start

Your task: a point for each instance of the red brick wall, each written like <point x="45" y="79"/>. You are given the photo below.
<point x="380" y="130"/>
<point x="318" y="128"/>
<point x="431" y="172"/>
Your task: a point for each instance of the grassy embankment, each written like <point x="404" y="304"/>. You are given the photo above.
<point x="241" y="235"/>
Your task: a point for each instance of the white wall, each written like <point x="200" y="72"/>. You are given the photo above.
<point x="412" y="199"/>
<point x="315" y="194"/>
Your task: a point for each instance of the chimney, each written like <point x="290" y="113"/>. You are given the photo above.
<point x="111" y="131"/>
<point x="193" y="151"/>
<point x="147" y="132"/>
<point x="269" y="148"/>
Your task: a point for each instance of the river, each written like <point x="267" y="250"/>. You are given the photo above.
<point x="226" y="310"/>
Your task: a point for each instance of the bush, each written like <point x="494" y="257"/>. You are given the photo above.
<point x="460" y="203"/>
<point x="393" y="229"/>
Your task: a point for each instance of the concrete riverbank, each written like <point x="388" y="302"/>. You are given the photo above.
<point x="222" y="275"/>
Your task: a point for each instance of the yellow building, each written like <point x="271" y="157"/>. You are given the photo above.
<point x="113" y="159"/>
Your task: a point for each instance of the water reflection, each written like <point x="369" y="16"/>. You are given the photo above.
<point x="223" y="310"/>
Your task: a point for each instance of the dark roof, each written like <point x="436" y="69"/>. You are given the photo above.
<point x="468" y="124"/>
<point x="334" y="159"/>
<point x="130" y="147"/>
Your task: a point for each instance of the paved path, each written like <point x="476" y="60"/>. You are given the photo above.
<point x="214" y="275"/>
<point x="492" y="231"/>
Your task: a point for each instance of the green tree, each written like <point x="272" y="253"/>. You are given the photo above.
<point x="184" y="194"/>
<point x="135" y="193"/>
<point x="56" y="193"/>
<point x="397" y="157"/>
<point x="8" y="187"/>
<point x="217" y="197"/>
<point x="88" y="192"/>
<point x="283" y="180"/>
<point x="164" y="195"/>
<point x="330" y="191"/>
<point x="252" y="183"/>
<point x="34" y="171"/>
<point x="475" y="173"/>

end

### [Stated exercise]
Output every entry shown above, exactly.

### [Solution to this exercise]
Your task: a point for each instance of the red brick wall, each written like <point x="45" y="79"/>. You are given the photo below.
<point x="380" y="130"/>
<point x="318" y="128"/>
<point x="431" y="172"/>
Your task: a point for each instance of the grassy embankment, each written like <point x="404" y="304"/>. You are given the photo above.
<point x="241" y="235"/>
Your task: a point for each instance of the white wall, each written like <point x="200" y="72"/>. You are given the photo above.
<point x="412" y="199"/>
<point x="315" y="194"/>
Your task: a point for each instance of the chimney, each written like <point x="290" y="113"/>. You are given the photo above.
<point x="111" y="131"/>
<point x="193" y="151"/>
<point x="147" y="132"/>
<point x="269" y="148"/>
Your task: a point for each instance of the river, each written like <point x="267" y="250"/>. You are given the photo above.
<point x="226" y="310"/>
Your task: a point for each instance of the bush, each written like <point x="494" y="257"/>. You are given the photo above.
<point x="460" y="203"/>
<point x="393" y="229"/>
Your task: a point for each instance of the concrete riverbank, each written like <point x="388" y="302"/>. You are given the photo above.
<point x="222" y="275"/>
Your task: a point for each instance of the yellow building, each written like <point x="271" y="157"/>. You are given the photo above.
<point x="113" y="159"/>
Your task: a point for each instance of the water reflection, each written like <point x="369" y="16"/>. You are given the photo above.
<point x="223" y="310"/>
Your task: a point for each instance of the dark roof, each written like <point x="436" y="69"/>. You are given the photo above.
<point x="468" y="124"/>
<point x="334" y="159"/>
<point x="130" y="147"/>
Your task: a point for each instance of the paved path, each written like <point x="476" y="60"/>. You are given the photo above.
<point x="214" y="275"/>
<point x="492" y="231"/>
Your task: a point for each instance of the green tree, each written like <point x="272" y="253"/>. You are given the photo above.
<point x="184" y="194"/>
<point x="135" y="193"/>
<point x="56" y="193"/>
<point x="397" y="157"/>
<point x="8" y="187"/>
<point x="217" y="197"/>
<point x="88" y="192"/>
<point x="283" y="180"/>
<point x="164" y="195"/>
<point x="330" y="191"/>
<point x="252" y="183"/>
<point x="34" y="171"/>
<point x="475" y="173"/>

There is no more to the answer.